[Start of Attachment]

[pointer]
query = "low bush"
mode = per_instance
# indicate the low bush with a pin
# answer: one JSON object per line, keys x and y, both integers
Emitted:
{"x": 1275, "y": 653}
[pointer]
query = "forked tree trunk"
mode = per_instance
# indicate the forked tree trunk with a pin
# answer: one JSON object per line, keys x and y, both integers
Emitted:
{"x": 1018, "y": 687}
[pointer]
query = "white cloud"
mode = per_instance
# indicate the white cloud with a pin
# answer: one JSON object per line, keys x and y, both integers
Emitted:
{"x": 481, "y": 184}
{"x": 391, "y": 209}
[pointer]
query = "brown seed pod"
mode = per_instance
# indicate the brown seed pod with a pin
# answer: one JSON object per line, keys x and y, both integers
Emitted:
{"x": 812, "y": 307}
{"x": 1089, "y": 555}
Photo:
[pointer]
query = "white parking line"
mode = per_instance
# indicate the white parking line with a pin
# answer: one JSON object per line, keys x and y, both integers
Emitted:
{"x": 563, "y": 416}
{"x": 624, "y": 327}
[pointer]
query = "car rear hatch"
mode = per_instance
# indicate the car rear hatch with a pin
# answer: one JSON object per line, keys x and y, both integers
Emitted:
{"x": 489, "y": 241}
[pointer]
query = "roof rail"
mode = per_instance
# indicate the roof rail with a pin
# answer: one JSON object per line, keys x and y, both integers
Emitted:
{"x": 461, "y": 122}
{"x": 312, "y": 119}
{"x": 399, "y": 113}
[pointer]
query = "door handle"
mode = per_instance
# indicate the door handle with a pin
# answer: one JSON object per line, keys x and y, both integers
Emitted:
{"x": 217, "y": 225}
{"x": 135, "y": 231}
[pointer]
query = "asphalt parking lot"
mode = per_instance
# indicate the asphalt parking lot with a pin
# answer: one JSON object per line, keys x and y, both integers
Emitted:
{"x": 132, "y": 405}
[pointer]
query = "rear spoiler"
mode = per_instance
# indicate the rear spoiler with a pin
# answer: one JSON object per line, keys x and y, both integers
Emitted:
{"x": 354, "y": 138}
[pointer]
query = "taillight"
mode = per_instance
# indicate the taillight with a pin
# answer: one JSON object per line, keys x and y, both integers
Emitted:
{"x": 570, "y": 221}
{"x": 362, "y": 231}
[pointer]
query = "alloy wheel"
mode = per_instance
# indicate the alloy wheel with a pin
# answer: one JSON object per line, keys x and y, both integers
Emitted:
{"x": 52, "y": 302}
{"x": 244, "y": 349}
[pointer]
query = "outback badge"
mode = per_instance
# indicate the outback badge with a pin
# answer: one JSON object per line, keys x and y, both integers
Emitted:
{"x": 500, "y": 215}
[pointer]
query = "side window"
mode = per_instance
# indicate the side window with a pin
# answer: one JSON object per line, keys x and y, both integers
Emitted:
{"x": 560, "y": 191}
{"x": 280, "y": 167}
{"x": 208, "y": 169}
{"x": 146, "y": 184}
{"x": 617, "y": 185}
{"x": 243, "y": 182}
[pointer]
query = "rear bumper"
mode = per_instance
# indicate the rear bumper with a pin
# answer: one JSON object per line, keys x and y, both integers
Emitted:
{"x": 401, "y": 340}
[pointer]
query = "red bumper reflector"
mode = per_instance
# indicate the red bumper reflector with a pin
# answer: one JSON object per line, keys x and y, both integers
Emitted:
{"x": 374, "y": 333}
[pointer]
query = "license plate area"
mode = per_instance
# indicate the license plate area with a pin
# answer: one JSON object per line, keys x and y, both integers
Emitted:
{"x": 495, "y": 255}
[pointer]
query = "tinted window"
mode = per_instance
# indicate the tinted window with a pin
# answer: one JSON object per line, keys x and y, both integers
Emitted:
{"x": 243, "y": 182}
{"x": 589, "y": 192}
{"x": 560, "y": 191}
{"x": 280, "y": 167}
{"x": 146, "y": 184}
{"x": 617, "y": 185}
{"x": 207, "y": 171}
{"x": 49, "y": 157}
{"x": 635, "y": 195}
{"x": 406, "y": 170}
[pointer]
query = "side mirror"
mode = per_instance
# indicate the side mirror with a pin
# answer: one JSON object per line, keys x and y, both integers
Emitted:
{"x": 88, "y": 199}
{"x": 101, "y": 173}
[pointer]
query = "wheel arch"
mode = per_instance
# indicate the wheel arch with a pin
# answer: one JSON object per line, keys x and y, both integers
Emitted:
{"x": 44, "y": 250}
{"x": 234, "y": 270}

[End of Attachment]

§ **TASK**
From the entries above, show each line that includes the string "license".

§ **EXERCISE SOLUTION**
query = "license plate area"
# indicate the license plate area with a pin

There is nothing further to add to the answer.